Location annotation dataset excerpts
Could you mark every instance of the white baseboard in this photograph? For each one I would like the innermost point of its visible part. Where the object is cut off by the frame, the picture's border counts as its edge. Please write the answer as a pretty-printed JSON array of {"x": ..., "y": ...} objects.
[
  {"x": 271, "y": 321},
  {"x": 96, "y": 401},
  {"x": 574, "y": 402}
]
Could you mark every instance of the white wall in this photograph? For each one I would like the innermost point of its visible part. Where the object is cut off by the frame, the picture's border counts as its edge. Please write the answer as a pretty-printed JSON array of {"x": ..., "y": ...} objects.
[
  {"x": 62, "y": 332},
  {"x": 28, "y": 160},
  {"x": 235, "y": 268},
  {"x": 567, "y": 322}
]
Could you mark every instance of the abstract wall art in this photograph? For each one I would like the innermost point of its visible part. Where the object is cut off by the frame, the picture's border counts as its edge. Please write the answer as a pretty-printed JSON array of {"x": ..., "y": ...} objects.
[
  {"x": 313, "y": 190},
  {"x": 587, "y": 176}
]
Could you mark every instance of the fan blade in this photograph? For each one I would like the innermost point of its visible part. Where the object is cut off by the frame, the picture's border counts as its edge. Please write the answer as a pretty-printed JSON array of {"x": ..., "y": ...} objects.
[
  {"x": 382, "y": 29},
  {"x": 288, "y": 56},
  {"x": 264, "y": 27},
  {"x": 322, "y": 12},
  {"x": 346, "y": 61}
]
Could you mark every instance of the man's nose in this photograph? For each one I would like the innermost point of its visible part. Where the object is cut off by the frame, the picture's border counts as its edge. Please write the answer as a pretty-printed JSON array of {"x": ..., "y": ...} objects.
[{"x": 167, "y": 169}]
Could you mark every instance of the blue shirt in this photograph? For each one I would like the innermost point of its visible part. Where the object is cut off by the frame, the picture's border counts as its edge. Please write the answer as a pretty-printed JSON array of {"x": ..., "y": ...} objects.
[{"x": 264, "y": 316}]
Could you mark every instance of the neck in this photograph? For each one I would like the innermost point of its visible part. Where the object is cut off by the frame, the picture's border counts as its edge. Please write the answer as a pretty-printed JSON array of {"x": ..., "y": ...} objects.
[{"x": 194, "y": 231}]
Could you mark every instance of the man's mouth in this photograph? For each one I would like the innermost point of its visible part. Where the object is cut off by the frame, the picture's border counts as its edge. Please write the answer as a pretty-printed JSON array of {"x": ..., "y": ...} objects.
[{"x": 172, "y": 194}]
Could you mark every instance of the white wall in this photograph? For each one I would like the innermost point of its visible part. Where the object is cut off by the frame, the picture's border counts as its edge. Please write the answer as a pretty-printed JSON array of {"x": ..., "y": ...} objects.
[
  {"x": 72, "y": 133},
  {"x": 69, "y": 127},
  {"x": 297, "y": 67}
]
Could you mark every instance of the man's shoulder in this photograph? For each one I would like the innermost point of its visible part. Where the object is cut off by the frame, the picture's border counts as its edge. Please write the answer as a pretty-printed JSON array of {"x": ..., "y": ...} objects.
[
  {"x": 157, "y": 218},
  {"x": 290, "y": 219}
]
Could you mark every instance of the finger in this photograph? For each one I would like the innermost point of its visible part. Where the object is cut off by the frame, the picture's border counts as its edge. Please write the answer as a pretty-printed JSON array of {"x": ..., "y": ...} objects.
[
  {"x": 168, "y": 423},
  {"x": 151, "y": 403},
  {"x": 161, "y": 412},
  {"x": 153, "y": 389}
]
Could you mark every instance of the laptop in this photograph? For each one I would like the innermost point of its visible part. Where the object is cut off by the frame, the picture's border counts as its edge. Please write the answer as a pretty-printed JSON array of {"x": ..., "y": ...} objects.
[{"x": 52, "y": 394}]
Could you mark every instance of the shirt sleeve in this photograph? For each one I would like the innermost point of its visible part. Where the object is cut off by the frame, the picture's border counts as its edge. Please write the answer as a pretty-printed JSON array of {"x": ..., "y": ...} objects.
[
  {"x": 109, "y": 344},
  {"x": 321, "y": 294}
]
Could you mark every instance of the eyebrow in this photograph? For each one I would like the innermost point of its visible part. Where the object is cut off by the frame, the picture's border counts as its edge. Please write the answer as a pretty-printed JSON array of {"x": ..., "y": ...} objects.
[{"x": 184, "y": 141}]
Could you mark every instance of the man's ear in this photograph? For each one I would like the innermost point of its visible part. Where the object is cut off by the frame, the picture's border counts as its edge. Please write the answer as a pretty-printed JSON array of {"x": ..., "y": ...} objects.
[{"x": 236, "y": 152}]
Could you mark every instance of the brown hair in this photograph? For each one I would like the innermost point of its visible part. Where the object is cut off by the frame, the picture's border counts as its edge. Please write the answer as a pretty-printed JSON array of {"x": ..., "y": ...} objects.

* * *

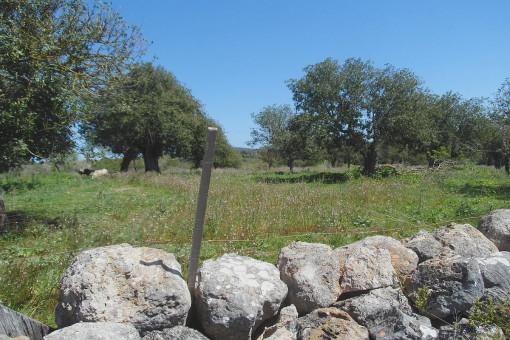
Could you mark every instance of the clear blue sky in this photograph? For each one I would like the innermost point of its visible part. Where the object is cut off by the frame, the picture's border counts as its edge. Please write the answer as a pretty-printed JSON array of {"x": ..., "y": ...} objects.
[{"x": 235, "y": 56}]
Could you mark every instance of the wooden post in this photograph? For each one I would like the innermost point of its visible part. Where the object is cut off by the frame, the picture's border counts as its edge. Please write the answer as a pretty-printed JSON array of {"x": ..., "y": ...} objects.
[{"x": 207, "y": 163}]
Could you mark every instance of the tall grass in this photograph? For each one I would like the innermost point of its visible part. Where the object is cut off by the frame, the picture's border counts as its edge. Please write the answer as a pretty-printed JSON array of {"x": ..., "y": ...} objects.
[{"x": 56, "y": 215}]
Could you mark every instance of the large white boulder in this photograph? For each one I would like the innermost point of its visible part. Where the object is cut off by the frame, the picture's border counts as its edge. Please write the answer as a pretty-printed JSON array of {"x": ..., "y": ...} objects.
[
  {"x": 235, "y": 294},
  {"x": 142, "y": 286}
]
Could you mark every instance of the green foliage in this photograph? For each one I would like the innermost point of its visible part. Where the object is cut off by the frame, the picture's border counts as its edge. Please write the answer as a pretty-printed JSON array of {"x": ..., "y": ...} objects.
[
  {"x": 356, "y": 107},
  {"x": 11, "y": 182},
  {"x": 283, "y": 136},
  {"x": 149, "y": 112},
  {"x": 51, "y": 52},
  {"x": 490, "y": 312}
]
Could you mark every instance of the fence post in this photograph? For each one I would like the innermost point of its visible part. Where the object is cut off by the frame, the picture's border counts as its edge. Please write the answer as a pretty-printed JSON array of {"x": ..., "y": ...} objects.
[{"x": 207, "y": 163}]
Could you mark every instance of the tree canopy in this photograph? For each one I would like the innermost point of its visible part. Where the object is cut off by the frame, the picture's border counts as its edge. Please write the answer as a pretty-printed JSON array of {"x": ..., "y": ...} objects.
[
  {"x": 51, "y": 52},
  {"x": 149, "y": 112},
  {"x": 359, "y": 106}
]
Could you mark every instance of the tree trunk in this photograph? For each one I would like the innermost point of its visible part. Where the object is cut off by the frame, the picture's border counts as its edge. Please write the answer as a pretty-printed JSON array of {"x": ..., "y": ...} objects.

▶ _SHORT TASK_: Give only the number of lines in the rows above that contain the word "tall".

▶ _RESULT_: 1